> STATED PROBLEM: In the items, replace "instance" with "object" everywhere from the line containing "Target: ceiling fan light globe" down through the line containing "3), (306, 10)]", and leave everything else unchanged. Return only those lines.

* begin *

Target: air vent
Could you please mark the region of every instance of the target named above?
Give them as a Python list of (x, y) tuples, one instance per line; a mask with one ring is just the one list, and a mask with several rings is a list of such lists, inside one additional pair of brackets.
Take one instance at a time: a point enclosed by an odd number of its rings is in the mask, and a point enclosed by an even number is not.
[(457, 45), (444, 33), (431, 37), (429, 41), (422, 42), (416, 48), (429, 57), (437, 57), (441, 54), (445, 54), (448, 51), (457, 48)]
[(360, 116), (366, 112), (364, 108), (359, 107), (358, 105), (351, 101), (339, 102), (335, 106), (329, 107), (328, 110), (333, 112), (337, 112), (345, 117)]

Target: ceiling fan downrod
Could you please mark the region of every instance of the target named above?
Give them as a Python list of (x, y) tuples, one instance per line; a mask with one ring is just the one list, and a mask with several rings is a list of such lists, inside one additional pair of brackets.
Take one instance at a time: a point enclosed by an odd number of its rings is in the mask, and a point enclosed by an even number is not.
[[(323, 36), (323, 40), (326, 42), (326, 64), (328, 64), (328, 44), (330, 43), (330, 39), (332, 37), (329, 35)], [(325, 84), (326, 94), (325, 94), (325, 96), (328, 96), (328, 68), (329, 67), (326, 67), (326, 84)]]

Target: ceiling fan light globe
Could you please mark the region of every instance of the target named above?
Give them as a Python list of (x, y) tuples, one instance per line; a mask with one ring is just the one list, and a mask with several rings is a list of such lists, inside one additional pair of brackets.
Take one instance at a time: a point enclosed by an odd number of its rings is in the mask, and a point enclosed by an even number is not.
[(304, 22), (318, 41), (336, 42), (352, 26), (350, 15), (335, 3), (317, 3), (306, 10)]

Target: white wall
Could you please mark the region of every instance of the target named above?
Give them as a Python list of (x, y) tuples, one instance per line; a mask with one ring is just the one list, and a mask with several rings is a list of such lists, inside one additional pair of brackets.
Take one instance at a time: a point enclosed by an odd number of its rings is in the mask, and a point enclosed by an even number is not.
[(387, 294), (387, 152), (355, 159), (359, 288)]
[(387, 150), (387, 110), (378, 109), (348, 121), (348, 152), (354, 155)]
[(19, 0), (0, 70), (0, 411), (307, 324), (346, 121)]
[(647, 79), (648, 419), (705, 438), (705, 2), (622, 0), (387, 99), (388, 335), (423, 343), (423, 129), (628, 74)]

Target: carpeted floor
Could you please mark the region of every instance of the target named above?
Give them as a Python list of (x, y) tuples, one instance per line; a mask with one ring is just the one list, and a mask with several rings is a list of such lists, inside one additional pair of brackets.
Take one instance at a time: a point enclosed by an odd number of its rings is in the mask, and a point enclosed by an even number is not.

* end *

> FINAL RESULT:
Target: ceiling fan light globe
Could you please mark the region of every object of the target named above?
Give them as a Python list of (x, y) tuples, one object per line; a mask with one ring is just the one list, and a mask with several rings is a list of such lists, inside one additional pair of brackets.
Take one object at a time: a point enclosed by an odd number of its rings is in the mask, and a point enclosed by an even number is not.
[(304, 22), (318, 41), (336, 42), (352, 26), (350, 15), (335, 3), (317, 3), (306, 10)]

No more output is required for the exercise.